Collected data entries
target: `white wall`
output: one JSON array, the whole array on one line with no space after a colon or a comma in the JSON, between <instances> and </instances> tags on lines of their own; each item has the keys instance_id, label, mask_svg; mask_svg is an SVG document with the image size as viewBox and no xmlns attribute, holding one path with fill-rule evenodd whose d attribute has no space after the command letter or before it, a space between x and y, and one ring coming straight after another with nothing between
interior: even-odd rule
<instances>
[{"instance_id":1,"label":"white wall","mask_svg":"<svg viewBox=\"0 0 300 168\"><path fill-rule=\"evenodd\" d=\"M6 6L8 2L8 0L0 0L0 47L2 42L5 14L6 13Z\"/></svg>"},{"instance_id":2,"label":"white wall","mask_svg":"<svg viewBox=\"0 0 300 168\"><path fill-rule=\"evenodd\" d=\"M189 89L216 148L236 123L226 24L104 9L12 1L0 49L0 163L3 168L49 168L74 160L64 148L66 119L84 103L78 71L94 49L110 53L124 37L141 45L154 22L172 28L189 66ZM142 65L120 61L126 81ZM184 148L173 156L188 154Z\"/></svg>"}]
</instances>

_Exercise details_
Copy every row above without changing anything.

_Result of this task_
target: `white wall`
output: one JSON array, the whole array on one line with no space after a colon or a comma in the JSON, between <instances> and </instances> tags on lines of their own; each item has the keys instance_id, label, mask_svg; mask_svg is an SVG document with the image size as viewBox and no xmlns attribute, holding one path with fill-rule evenodd whose d attribute has no space after the command letter or before it, a space between x and y, and one ring coming straight after another with nothing between
interior: even-odd rule
<instances>
[{"instance_id":1,"label":"white wall","mask_svg":"<svg viewBox=\"0 0 300 168\"><path fill-rule=\"evenodd\" d=\"M6 6L8 2L8 0L0 0L0 47L2 42L5 14L6 13Z\"/></svg>"},{"instance_id":2,"label":"white wall","mask_svg":"<svg viewBox=\"0 0 300 168\"><path fill-rule=\"evenodd\" d=\"M189 89L216 148L236 123L226 24L104 9L12 1L0 49L0 163L3 168L49 168L74 160L64 148L66 119L84 103L78 71L94 49L110 53L124 37L141 45L154 22L172 28L189 66ZM142 65L120 61L126 81ZM184 148L173 156L188 154Z\"/></svg>"}]
</instances>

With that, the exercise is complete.